> _Data provided_:

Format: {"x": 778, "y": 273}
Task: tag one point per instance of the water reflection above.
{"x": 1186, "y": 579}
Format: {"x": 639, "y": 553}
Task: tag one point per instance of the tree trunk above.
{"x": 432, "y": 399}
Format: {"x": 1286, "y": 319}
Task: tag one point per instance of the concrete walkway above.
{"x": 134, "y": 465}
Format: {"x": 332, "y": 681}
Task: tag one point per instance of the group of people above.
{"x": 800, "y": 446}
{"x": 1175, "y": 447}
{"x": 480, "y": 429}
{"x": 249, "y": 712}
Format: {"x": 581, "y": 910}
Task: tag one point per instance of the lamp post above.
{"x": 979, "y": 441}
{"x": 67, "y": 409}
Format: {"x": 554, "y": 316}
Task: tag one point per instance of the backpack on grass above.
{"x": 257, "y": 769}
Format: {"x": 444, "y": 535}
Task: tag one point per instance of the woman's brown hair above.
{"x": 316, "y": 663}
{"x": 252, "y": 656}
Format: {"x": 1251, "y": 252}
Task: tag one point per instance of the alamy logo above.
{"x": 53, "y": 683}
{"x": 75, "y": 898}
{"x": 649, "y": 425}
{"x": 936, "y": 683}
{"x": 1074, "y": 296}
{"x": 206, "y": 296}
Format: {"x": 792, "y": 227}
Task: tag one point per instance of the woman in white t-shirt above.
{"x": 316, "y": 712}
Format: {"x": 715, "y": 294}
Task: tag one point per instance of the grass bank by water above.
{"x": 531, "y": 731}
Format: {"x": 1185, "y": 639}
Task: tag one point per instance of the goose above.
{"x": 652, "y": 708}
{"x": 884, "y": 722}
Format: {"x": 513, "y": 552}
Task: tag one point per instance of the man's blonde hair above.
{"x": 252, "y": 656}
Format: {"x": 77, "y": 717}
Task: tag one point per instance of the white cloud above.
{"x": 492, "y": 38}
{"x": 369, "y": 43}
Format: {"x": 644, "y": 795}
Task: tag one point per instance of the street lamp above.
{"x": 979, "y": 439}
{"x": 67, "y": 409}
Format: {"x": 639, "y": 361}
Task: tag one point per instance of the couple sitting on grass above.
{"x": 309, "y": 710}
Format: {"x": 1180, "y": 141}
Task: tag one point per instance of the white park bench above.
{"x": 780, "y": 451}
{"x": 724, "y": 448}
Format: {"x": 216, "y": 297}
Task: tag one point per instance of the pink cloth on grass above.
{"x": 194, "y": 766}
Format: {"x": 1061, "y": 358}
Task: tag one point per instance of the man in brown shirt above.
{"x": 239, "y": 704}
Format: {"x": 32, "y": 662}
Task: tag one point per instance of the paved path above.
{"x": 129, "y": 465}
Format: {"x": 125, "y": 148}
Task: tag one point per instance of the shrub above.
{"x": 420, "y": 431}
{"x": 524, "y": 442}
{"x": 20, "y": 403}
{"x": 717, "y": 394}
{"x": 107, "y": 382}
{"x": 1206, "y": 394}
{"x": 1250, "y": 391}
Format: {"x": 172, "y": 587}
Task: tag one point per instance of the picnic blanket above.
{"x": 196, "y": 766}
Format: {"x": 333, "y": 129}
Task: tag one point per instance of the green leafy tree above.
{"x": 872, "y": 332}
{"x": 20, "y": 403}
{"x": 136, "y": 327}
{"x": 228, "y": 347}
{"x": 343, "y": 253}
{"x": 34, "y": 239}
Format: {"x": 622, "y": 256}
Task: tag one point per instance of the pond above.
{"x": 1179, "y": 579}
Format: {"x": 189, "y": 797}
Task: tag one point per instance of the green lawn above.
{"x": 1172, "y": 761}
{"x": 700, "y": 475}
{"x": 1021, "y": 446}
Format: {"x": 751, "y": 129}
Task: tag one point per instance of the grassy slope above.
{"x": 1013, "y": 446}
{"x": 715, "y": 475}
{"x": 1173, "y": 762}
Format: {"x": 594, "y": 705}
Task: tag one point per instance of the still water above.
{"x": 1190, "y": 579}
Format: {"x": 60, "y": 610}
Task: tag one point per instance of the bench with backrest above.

* * *

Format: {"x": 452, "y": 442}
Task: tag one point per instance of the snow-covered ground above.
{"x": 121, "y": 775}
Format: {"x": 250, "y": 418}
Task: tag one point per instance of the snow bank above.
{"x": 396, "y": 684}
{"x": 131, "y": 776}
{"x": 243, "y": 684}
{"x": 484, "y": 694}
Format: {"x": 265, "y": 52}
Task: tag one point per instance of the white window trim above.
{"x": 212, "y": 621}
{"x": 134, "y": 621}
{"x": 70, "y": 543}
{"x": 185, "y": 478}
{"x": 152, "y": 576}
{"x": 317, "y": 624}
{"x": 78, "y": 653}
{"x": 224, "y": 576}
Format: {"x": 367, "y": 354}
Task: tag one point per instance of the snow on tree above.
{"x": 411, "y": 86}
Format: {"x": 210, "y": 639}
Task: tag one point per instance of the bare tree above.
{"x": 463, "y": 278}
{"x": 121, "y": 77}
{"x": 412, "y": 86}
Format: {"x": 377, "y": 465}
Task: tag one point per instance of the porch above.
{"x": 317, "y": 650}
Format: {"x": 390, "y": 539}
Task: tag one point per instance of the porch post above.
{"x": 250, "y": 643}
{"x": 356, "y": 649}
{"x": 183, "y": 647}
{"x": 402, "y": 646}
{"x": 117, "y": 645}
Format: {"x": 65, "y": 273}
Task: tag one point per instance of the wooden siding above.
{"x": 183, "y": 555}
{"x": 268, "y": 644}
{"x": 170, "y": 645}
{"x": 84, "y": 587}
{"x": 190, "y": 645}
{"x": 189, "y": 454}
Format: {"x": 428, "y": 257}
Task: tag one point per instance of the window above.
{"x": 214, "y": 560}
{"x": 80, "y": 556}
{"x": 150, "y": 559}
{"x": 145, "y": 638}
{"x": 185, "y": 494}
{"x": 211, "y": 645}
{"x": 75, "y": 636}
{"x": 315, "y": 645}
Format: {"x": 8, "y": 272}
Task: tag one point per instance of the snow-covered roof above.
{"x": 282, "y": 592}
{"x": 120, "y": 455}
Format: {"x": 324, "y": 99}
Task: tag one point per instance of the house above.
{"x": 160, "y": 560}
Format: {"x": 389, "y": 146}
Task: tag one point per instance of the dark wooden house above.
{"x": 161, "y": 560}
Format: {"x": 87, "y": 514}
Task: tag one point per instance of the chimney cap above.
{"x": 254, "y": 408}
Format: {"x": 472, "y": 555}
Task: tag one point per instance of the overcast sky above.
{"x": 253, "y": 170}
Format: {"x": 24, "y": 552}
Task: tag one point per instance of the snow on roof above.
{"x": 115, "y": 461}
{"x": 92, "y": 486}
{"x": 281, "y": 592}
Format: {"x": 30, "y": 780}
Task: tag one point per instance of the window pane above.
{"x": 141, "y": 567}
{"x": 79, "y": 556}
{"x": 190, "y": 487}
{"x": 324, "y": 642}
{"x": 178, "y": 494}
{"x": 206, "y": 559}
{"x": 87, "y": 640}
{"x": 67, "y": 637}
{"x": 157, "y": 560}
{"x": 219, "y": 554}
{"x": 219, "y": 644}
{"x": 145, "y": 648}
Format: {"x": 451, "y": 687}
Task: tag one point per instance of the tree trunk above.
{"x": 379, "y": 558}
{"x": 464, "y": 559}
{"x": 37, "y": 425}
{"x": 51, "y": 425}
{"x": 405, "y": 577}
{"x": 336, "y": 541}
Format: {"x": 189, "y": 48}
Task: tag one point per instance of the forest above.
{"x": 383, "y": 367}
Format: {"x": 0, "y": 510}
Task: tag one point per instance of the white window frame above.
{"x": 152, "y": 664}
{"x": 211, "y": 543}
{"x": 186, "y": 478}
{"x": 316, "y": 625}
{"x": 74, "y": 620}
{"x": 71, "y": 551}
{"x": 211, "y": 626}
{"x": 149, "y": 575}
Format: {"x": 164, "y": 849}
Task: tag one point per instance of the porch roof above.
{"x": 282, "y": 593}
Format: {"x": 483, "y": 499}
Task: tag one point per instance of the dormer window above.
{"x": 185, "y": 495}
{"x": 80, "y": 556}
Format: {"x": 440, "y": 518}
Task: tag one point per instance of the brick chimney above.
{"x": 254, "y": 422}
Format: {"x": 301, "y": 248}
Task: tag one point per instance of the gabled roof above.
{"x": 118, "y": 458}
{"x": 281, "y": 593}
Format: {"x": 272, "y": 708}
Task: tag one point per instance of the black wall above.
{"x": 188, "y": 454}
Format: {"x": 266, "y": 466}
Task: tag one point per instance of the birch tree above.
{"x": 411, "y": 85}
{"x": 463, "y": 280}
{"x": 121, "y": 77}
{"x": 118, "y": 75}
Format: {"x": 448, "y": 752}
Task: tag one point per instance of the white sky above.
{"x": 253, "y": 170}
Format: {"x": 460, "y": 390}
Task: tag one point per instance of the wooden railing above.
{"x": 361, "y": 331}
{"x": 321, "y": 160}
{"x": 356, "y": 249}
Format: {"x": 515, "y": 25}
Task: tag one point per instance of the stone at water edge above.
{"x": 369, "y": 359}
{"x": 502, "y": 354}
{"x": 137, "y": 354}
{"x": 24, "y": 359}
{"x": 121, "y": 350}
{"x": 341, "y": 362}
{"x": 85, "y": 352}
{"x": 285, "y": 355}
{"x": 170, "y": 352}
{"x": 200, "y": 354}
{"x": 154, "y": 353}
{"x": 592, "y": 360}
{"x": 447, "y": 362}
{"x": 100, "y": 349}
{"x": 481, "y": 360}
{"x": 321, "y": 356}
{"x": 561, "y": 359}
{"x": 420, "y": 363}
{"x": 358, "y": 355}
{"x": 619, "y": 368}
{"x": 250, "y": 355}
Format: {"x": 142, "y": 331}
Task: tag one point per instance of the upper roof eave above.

* * *

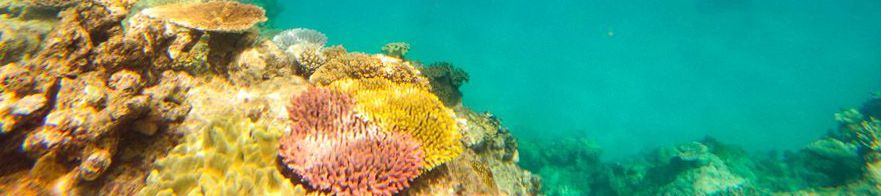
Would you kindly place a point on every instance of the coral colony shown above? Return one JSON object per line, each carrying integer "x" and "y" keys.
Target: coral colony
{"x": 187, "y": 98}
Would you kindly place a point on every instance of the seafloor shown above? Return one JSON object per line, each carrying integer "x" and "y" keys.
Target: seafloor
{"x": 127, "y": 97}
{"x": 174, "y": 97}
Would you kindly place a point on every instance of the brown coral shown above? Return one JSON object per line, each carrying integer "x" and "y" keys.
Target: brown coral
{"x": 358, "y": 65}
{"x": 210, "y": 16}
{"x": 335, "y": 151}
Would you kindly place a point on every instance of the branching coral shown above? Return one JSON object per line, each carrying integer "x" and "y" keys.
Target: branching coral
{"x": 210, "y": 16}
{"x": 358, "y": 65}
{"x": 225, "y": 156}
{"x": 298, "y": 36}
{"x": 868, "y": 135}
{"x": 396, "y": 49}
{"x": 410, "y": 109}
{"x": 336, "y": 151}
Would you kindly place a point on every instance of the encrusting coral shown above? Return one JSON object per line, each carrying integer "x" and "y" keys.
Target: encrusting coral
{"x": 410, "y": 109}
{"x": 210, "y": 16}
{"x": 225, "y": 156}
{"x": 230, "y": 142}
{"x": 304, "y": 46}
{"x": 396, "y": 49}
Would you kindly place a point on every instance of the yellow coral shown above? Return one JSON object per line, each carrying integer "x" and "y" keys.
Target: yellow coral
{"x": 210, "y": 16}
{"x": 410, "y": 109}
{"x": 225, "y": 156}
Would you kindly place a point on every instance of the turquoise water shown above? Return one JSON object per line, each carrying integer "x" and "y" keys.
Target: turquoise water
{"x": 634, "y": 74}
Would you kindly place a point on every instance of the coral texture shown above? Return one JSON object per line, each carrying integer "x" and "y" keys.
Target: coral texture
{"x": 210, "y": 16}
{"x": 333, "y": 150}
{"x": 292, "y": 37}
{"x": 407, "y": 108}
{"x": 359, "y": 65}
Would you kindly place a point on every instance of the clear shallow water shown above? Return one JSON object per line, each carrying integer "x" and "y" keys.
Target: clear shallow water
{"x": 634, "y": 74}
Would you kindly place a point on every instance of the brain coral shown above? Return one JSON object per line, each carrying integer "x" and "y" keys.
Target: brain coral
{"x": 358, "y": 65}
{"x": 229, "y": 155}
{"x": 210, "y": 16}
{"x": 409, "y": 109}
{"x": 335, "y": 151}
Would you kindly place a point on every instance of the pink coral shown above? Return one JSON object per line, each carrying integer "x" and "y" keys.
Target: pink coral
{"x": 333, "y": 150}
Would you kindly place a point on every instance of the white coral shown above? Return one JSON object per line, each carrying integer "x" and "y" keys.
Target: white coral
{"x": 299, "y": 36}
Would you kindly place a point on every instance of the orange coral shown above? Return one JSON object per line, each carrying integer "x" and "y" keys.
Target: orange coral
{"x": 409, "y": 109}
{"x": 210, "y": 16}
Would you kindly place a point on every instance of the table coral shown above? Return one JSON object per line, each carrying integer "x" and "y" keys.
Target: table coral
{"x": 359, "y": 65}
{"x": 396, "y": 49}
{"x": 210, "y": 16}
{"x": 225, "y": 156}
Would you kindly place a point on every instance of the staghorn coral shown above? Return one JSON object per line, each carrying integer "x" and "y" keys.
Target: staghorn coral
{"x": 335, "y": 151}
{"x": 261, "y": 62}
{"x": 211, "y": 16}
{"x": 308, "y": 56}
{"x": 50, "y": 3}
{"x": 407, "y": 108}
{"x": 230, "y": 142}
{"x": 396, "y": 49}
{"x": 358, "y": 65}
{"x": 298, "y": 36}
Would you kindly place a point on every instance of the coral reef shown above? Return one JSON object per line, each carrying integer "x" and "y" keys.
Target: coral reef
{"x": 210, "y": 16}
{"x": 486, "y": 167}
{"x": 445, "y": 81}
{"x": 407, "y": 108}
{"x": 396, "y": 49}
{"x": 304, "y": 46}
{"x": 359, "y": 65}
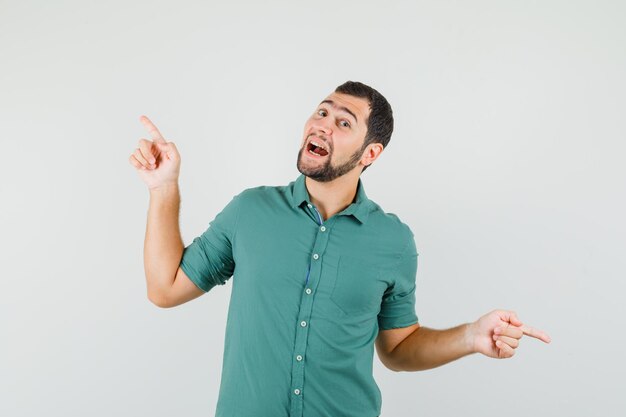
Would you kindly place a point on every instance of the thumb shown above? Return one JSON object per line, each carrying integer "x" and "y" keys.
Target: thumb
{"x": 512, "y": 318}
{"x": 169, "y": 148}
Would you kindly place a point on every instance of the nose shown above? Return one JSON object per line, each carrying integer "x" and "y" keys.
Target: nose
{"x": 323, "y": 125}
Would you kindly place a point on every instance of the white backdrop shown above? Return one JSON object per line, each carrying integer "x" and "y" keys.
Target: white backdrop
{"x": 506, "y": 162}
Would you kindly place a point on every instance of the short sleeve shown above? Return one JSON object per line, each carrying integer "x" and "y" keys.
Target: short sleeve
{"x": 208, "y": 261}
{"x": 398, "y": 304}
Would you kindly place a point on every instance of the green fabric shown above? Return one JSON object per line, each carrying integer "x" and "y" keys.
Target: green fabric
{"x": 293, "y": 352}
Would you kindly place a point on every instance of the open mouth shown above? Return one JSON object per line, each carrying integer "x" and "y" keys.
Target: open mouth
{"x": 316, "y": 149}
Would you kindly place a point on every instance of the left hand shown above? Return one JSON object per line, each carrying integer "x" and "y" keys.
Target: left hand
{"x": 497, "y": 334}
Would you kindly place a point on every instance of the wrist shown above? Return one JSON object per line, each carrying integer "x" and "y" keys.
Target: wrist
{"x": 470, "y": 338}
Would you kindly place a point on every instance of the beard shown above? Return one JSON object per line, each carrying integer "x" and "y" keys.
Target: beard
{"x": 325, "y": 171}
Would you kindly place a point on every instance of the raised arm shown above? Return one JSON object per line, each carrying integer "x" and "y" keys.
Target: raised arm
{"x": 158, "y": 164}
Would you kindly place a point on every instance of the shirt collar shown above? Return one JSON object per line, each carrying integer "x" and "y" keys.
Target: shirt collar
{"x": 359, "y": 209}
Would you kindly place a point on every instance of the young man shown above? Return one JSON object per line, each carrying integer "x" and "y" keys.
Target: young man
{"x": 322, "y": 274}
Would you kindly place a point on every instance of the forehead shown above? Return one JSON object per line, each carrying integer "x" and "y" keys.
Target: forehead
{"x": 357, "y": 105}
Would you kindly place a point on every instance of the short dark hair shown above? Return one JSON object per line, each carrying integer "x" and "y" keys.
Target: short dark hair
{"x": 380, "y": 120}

> _Task requirements_: Once you reach the line with "of the seafloor" in the data above, copy it and every line after it exactly, up to and including the line with "of the clear".

> _Expected answer_:
Would you kindly place a point on every instance of the seafloor shown above? Return one JSON object per line, each carrying integer "x" and "y" keys.
Target: seafloor
{"x": 127, "y": 97}
{"x": 174, "y": 97}
Would you kindly place a point on every instance of the brown coral shown above? Return one JSON object per line, each carrying integer "x" and "y" keys.
Target: brown coral
{"x": 358, "y": 65}
{"x": 210, "y": 16}
{"x": 335, "y": 151}
Would you kindly place a point on every instance of the branching coral shown above? Return one JSON object per line, each carrying integer "x" and "y" keys.
Target: branching coral
{"x": 210, "y": 16}
{"x": 358, "y": 65}
{"x": 225, "y": 156}
{"x": 298, "y": 36}
{"x": 868, "y": 135}
{"x": 396, "y": 49}
{"x": 410, "y": 109}
{"x": 336, "y": 151}
Would you kindly place a point on every instance of the encrusting coral shown above? Return one JSON object per line, each carrying integer "x" and "y" keys.
Target: encrusting coral
{"x": 410, "y": 109}
{"x": 210, "y": 16}
{"x": 225, "y": 156}
{"x": 230, "y": 142}
{"x": 304, "y": 46}
{"x": 396, "y": 49}
Would you kindly place a point on every instance of the yellow coral shown above? Return one JSON object per line, each carrying integer "x" and "y" keys.
Target: yellow coral
{"x": 210, "y": 16}
{"x": 410, "y": 109}
{"x": 225, "y": 156}
Would you kindly place a point on every instance of the turquoise water shown above? Return one JSON object per line, each carrying integer "x" and "y" keys.
Target: turquoise water
{"x": 634, "y": 74}
Would you kindly place a point on every instance of the coral texture shown above? Return one JSON object per line, each carrying integer "x" and "y" keys.
Target: coral texture
{"x": 210, "y": 16}
{"x": 333, "y": 150}
{"x": 292, "y": 37}
{"x": 407, "y": 108}
{"x": 359, "y": 65}
Would you kindly place a point on every instance of the clear shallow water shown above? Return one JSON object per line, each carrying integer "x" and "y" keys.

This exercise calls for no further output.